# Start of DATA LISTING
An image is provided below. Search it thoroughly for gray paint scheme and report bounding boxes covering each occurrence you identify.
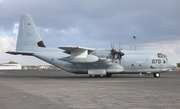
[6,14,176,76]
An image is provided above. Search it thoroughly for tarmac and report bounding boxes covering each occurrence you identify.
[0,70,180,109]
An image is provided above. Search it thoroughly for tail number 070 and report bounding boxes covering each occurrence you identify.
[152,59,161,64]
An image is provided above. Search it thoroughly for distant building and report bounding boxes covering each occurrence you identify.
[0,64,22,70]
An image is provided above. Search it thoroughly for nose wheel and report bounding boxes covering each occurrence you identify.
[153,73,160,78]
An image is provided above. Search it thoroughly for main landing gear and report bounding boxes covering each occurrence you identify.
[153,73,160,78]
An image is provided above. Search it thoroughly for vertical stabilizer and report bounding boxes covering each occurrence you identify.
[16,14,45,51]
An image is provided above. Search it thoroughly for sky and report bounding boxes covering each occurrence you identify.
[0,0,180,65]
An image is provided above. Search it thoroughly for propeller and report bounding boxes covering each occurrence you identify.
[109,41,124,64]
[117,43,124,65]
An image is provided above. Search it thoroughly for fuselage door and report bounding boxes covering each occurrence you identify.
[130,60,135,69]
[71,63,78,72]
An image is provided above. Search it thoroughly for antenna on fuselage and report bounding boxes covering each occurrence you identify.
[133,36,137,50]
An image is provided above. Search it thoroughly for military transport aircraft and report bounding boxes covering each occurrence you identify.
[6,14,177,78]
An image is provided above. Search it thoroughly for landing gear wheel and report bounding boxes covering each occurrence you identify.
[89,75,94,78]
[153,73,160,78]
[105,74,112,78]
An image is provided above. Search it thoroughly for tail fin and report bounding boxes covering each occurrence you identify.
[16,14,45,51]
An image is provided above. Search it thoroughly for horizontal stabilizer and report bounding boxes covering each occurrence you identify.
[58,46,94,54]
[6,51,34,56]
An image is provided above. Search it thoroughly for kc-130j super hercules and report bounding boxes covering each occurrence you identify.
[6,14,177,78]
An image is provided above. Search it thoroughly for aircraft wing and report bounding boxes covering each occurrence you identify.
[58,46,99,63]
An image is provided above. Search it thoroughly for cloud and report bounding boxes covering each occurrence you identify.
[0,0,180,64]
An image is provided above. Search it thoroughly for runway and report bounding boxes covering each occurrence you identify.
[0,70,180,109]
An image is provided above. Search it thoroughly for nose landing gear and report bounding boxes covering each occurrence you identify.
[153,72,160,78]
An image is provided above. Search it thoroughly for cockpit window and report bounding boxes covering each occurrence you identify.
[158,53,167,58]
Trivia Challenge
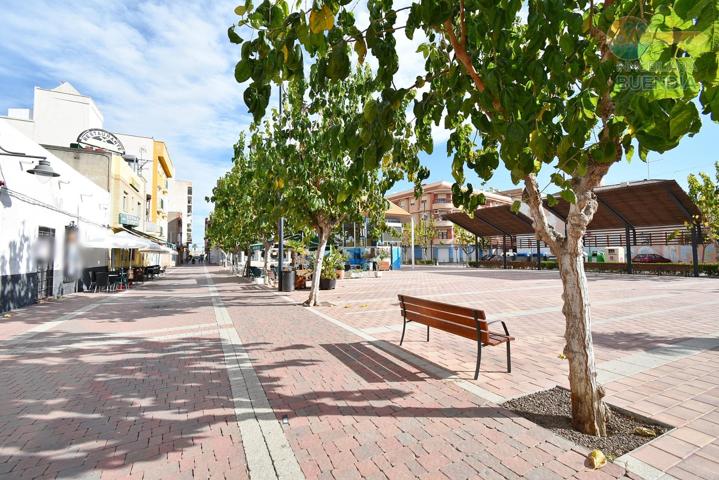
# End of DATA LISTING
Retype all of the records above word for word, leaving out the pictures.

An image is provided below. Search it thoroughly for gray paint scheme and report bounding boxes covering each occurrence you identify.
[6,14,176,76]
An image is provided above. Search it thoroughly for tarmac and report bounding boxes covering each occurrence you identify.
[0,70,180,109]
An image is provided above. Search it thoroughly for tail number 070 and report bounding boxes covering each occurrence you identify.
[152,59,161,64]
An image is provided above. Search it thoroughly for distant building and report bounding boxes covering each occurrence you identify.
[0,64,22,70]
An image is provided above. Search it thoroughly for nose wheel and report bounding boxes covering each occurrence you identify.
[153,73,160,78]
An image is provided above. Search it thoroughly for main landing gear and report bounding boxes covering each occurrence you identify.
[153,73,160,78]
An image is provided above. Search it thoroughly for vertical stabilizer and report bounding boxes covering each occurrence you identify.
[16,14,45,51]
An image is provided above. Search it thoroughly for sky and report bounding boxes covering each occurrence you identify.
[0,0,180,65]
An image is provided above. Search it thoroughly for propeller and report bounding boxes covering each occurrence you identify.
[109,41,124,64]
[117,43,124,65]
An image is provided above. Search it thoroughly for fuselage door and report bounding boxes covering each occurrence you identify.
[130,60,135,69]
[71,63,78,72]
An image is provided above. Search it thoroughly for antenna on fuselage and report bounding boxes covering each occurrence you identify.
[133,36,137,50]
An image is provided above. Search it thoroughly for military transport aircraft and report bounding boxes covering each occurrence you identify.
[6,14,177,78]
An image is provided above. Search it thoroughly for landing gear wheel and report bounding boxes covering each occurrence you identify.
[89,75,94,78]
[153,73,160,78]
[105,74,112,78]
An image is provided above. Search it thoroughly for tail fin and report bounding boxes covering each occurrence you identify.
[16,14,45,51]
An image is provided above. Search it thoroughly for horizontal stabilizer and report bounding boxes covering each occurrence you identify.
[58,46,94,54]
[6,51,34,56]
An image is provided above. Search it thoroughly for kc-130j super hercules and report bounding boxes covering each occurrence you identify.
[6,14,177,78]
An image is provided above. Search it thoroughly for aircraft wing and report bounding boxes covering each occurrence you identify.
[58,46,99,63]
An image is provided above. Search it thoroughly for cloud and report bounding boxes covering each occurrence you identify.
[0,0,180,64]
An image is provided above. Search it thoroughly for runway and report bounding boxes covering each occurrence you identify.
[0,70,180,109]
An image is provided above. Search it thoroughly for nose landing gear and report bounding boxes covering each occurrence you identify.
[153,72,160,78]
An image is provided above. Search it thoroughly for cockpit window and report bounding boxes covering each occurrence you identify.
[158,53,167,58]
Trivia Challenge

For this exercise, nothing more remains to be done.